Provided text:
Tough times make simple music cathartic, and Cyrus Chestnut’s You Are My Sunshine
combines tradition with innovation to attractively articulate this 70-minute collection of modern jazz
trio music. Chestnut clearly doesn’t expect this record to change your life, but it does successfully
brighten our mood.
The record’s opening, “God Smiled On Me,” clearly establishes the comfort of acoustic subtlety
within a groove that nicely unites Chestnut with band mates Michael Hawkins on bass and Neal
Smith on drums. The pianist brings his gospel leanings to five original compositions and standards
such as Dorsey’s “Precious Lord.” “…I borrowed a little Stevie Wonder feeling and added it to the
mix to create a wholly different sound,” says Chestnut.
He subsumes his hard bop and post bop past in the gospel and blues immersion of
the record’s first original song, “For the Saints.” It takes Chestnut back to soul as we have
experienced it in the domains of churches and small jazz clubs (how often one does feel like the
other).
The resonant nature of Chestnut’s playing doesn’t give way to rhythm-driven ensemble groove
until the 22nd minute, when Hawkins embarks on a lovely solo on bass. This follows with the kind of
sterling piano work that defines a great club gig. We revisit the groove stew on “Flipper.” By this
point, I was recalling so many nights watching the great Oscar Peterson.

Listed records:
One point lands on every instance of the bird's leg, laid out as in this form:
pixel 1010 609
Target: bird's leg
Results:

---

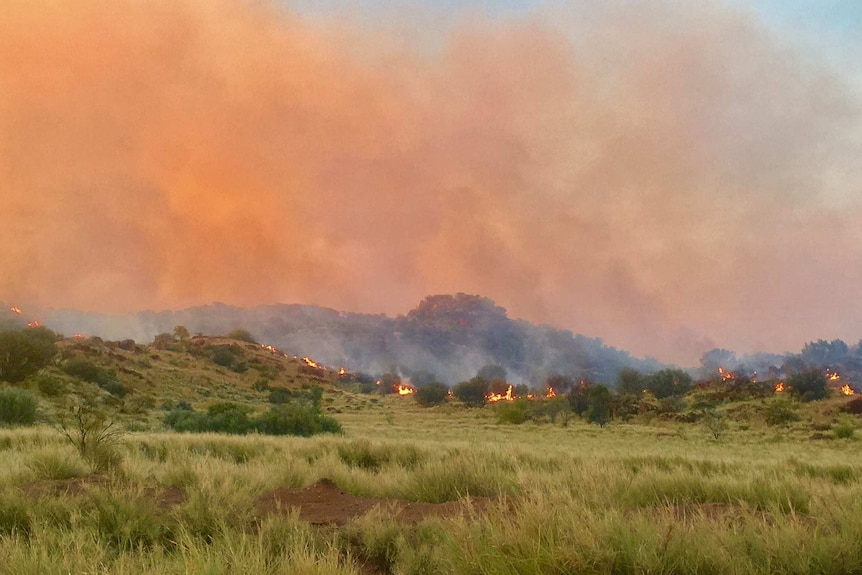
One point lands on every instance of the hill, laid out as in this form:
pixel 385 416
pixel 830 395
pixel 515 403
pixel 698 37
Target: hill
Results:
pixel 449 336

---

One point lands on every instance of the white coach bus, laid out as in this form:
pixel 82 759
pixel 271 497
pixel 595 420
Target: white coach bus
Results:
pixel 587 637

Your instructions:
Transcribe the whole album review word for word. The rows have no connection to the album review.

Expected answer:
Tough times make simple music cathartic, and Cyrus Chestnut’s You Are My Sunshine
combines tradition with innovation to attractively articulate this 70-minute collection of modern jazz
trio music. Chestnut clearly doesn’t expect this record to change your life, but it does successfully
brighten our mood.
The record’s opening, “God Smiled On Me,” clearly establishes the comfort of acoustic subtlety
within a groove that nicely unites Chestnut with band mates Michael Hawkins on bass and Neal
Smith on drums. The pianist brings his gospel leanings to five original compositions and standards
such as Dorsey’s “Precious Lord.” “…I borrowed a little Stevie Wonder feeling and added it to the
mix to create a wholly different sound,” says Chestnut.
He subsumes his hard bop and post bop past in the gospel and blues immersion of
the record’s first original song, “For the Saints.” It takes Chestnut back to soul as we have
experienced it in the domains of churches and small jazz clubs (how often one does feel like the
other).
The resonant nature of Chestnut’s playing doesn’t give way to rhythm-driven ensemble groove
until the 22nd minute, when Hawkins embarks on a lovely solo on bass. This follows with the kind of
sterling piano work that defines a great club gig. We revisit the groove stew on “Flipper.” By this
point, I was recalling so many nights watching the great Oscar Peterson.